### Goal
Present every row below as a two-column CSV headed instruction,coordinates, with one line per row. Put the instruction text and its coordinates each in a single quoted field, and replace any line breaks with spaces.

### Material to process
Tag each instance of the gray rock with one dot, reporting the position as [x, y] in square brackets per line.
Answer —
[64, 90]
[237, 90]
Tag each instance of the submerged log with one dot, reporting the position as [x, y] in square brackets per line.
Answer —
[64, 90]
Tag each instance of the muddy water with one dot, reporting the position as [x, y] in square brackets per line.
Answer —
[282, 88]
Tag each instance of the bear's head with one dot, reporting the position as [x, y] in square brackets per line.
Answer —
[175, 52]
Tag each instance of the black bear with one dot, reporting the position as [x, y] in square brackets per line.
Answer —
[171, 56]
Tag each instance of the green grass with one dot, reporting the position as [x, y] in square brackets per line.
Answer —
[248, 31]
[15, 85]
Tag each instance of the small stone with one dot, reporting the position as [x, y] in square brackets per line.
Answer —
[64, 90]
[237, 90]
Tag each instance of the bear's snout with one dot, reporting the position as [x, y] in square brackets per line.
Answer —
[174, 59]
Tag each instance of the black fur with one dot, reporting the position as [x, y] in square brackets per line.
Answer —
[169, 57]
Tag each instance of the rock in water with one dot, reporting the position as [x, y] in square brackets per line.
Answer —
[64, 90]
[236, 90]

### Task result
instruction,coordinates
"Tag each instance of the gray rock with one dot, reporting the position as [x, y] in square brackets per line. Answer —","[64, 90] [237, 90]"
"Tag each instance of the submerged log with one dot, reporting the position as [x, y] in square brackets per line. Answer —","[64, 90]"
"Tag each instance of the muddy water with one dot, reporting the position as [x, y] in square brackets per line. Answer —","[282, 88]"
"Tag each instance of the bear's head with one dot, reporting the position as [x, y] in square brackets per line. Answer —","[175, 52]"
"Tag each instance of the black bear with one dot, reporting the position as [x, y] in square brackets per line. Answer —","[171, 56]"
"Tag each instance of the green grass with one dot, reporting the position as [x, y] in square brackets per line. Answer —","[248, 31] [15, 85]"
"Tag each instance of the small stone with one dot, reporting the position as [x, y] in square brackets per line. Answer —","[64, 90] [237, 90]"
"Tag each instance of the bear's snout with one dot, reporting the position as [x, y] in square brackets per line. Answer —","[174, 59]"
"Tag each instance of the black fur with one dot, reporting the position as [x, y] in square brackets per line. Answer —","[169, 57]"
"Tag each instance of the rock in water with one dot, reporting the position as [x, y] in square brackets per line. Answer —","[64, 90] [236, 90]"